-- EXERCISE TEXT follows --

This is the kind of failure mode that I imagine (now with hindsight) should be m...

tremon · on May 28, 2021

We'll have to wait and see if they publish a public post-mortem, but this is a textbook real-time scheduling problem and it surprises me. Scheduling theory teaches to abandon processing (a frame/image in this case) if the result is late, both to avoid doing unnecessary work and to recover from sync/latency issues.

From the minimal descriptions I've seen so far, it seems like they were using producer/consumer work queues for the image processing without further synchronization.

jhgb · on May 28, 2021

Is it "just a scheduling problem"? For example if the system is designed to expect every frame being delivered and the algorithms can't handle "incomplete" data (a frame drop), then you have to redesign your algorithms. From the descriptions of the problem it sounded to me like a similar situation - it expected the N+1-th frame to actually be the N-th frame and treated it as such.

widforss · on May 28, 2021

Say we would assume this is a complete real-time system. How would a result be late? It seems like a failure mode that doesn't exist in that domain (given that all guarantees are verified).

Now, I get that this is probably not a real-time system.

tremon · on May 28, 2021

Yes, it seems the control system isn't real-time anyway, so this discussion is moot. But to answer your question:

A real-time system can still have inputs that can not be guaranteed, and internal processes can have an upper and lower bound for their execution time. So a result would be late if either:

  1) $T_{input} + t_{process_min} > T_{deadline}$
  2) $T_{input} + t_{process_actual} > T_{deadline}$

(where $T$ is a timestamp given by some time source and $t$ is process duration). Condition 1 can be determined on arrival of the data, and the input can be discarded immediately. Condition 2 cannot be determined beforehand, but if the processing isn't finished at $T_{deadline}$, the process/thread could be killed without waiting for it to complete.

Of course, this requires that an accurate deadline can be determined for each input packet. The textbook use case is for rendering live video streams, where stream latency is more important than rendering each frame accurately. This flight control system is a similar use case, since the utility of the camera feed for determining location or drift rapidly declines as the picture ages.

But if the timestamp-keeping isn't accurate as it seems in this case, it really doesn't matter if the system was real-time or not.

jannes · on May 28, 2021

It’s the first time they are using commodity hardware on mars.

I believe the CPU is the same that has been used in a few smartphones.

So it’s not a real-time system.

https://9to5google.com/2021/04/19/nasa-ingenuity-qualcomm-sn...

_joel · on May 28, 2021

There's 2 copies of memory and a RAD hardened FPGA that compares them and looks for bitflips. If it detects one then it restarts, so quickly it can do this midflight with no issues.

-- EXERCISE TEXT concluded --

▶ TASKS FOR THIS EXERCISE:
A. List every distinct username that posts in the thread about real-time scheduling, in the order each first appears.
B. From the thread about real-time scheduling, output the passage that opens with the words containing "From the minimal" and closes with "it as such.".
The lines that follow aren't needed for any of this.

-- MATERIAL PROVIDED follows --

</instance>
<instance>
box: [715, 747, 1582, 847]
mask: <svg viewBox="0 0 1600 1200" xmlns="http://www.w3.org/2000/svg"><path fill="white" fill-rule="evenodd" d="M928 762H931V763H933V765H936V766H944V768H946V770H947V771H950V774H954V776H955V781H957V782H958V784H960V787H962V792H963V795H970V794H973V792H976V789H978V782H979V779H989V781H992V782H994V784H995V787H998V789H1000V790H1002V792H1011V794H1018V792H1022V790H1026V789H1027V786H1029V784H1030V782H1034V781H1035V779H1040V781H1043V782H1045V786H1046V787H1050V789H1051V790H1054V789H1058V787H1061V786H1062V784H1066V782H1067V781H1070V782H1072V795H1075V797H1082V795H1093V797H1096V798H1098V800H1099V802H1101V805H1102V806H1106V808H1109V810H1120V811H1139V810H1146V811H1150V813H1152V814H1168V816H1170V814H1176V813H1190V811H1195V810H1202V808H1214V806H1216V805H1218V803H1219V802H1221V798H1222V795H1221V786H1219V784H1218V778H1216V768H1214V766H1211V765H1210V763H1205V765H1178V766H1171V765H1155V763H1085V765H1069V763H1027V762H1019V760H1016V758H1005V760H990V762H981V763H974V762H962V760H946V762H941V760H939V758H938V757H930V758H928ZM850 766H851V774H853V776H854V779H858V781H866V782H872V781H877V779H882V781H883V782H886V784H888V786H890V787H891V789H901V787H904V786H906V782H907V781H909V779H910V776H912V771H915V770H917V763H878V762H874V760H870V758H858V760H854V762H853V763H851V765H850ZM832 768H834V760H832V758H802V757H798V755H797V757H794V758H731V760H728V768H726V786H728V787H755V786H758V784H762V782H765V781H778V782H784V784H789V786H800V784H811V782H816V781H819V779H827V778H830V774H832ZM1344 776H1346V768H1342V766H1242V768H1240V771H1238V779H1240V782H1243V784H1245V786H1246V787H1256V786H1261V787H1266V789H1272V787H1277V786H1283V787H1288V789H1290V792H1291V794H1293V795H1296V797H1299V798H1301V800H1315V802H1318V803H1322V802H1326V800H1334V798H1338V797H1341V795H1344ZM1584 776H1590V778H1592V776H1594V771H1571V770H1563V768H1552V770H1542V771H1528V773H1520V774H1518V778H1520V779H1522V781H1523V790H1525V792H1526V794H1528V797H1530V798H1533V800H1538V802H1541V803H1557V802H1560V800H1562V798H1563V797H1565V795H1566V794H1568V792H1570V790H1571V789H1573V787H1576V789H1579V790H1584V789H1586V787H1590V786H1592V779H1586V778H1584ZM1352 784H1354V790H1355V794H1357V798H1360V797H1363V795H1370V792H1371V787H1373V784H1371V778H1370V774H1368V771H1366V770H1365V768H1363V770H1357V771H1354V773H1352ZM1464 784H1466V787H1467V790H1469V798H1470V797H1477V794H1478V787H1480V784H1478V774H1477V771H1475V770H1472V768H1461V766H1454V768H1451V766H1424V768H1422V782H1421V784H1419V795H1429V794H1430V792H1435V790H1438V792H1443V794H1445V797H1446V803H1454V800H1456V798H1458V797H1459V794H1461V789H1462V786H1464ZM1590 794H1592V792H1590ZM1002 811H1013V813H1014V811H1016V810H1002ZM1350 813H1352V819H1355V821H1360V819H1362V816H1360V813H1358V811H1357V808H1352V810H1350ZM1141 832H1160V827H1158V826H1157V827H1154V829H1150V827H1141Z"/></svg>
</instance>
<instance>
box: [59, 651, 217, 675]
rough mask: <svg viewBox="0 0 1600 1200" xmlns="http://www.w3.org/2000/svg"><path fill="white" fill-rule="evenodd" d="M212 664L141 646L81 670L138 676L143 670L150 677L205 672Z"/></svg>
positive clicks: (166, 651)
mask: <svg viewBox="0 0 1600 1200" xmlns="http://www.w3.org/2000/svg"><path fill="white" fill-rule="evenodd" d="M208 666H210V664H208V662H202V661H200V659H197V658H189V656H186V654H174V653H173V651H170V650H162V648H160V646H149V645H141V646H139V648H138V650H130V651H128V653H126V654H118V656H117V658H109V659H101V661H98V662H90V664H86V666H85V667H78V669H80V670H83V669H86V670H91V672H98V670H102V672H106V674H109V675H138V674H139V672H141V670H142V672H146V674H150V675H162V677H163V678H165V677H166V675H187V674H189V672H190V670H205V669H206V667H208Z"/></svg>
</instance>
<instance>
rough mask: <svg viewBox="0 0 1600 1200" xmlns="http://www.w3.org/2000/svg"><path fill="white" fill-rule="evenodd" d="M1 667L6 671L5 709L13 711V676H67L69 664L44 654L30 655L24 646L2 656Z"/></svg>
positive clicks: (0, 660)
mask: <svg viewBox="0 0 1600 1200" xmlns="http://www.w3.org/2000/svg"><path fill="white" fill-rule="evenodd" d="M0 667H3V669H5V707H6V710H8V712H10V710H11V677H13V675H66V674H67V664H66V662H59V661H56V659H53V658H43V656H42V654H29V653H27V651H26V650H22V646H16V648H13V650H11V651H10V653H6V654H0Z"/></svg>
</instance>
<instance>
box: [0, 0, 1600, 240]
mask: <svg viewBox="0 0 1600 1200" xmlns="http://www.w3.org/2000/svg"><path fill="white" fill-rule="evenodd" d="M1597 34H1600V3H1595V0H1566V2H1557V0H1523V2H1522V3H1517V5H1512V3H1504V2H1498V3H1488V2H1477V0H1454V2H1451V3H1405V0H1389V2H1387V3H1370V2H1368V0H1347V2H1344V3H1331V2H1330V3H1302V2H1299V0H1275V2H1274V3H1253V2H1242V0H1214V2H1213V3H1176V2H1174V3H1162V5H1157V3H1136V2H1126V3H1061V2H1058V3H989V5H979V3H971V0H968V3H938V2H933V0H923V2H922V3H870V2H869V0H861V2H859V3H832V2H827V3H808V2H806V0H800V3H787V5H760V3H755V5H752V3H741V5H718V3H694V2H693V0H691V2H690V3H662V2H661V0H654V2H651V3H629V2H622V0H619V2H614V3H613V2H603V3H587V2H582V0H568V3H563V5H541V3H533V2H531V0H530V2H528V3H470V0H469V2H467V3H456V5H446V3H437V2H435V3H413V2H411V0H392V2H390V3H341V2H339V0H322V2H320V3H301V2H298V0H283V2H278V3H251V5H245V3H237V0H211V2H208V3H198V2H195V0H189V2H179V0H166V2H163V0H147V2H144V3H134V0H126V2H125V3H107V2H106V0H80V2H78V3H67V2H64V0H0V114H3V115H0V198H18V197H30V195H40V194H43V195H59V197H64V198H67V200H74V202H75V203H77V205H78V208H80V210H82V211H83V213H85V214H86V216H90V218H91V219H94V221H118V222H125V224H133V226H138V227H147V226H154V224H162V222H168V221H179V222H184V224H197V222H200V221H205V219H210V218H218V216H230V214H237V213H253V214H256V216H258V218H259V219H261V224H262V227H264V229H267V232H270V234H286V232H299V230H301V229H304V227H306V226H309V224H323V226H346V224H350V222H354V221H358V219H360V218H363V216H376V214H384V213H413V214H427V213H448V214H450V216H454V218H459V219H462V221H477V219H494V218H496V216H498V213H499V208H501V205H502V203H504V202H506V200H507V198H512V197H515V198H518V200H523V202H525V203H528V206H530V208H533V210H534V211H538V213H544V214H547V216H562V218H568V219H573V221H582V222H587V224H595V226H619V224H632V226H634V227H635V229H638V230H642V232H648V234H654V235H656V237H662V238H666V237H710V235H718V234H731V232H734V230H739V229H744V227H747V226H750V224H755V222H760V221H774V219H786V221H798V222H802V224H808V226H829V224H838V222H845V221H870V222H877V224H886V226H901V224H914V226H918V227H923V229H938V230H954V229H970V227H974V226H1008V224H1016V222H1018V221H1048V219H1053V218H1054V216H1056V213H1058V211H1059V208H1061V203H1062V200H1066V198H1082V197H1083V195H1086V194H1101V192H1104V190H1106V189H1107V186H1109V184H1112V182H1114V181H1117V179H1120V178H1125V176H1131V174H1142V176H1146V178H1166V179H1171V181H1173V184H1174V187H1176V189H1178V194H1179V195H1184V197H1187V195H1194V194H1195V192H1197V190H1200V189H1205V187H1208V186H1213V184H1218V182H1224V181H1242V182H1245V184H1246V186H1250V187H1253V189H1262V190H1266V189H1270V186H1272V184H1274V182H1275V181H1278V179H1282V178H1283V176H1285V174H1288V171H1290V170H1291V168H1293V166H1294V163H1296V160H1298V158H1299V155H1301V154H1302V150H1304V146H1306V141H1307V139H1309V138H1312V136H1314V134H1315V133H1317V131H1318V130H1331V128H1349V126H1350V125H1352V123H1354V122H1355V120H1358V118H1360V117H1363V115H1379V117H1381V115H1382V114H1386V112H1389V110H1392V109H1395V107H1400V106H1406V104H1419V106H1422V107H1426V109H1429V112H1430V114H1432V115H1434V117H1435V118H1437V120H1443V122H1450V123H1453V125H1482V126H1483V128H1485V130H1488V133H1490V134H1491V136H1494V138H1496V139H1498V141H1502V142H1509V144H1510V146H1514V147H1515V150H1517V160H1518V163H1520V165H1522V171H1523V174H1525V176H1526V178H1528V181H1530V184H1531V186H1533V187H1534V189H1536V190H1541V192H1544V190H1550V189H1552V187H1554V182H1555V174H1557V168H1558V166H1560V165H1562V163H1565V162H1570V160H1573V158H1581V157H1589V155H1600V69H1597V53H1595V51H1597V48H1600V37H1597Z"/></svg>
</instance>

-- MATERIAL PROVIDED concluded --

▶ TASK-BY-TASK ANSWERS:
A. tremon, jhgb, widforss, jannes, _joel

B.
From the minimal descriptions I've seen so far, it seems like they were using producer/consumer work queues for the image processing without further synchronization.

jhgb · on May 28, 2021

Is it "just a scheduling problem"? For example if the system is designed to expect every frame being delivered and the algorithms can't handle "incomplete" data (a frame drop), then you have to redesign your algorithms. From the descriptions of the problem it sounded to me like a similar situation - it expected the N+1-th frame to actually be the N-th frame and treated it as such.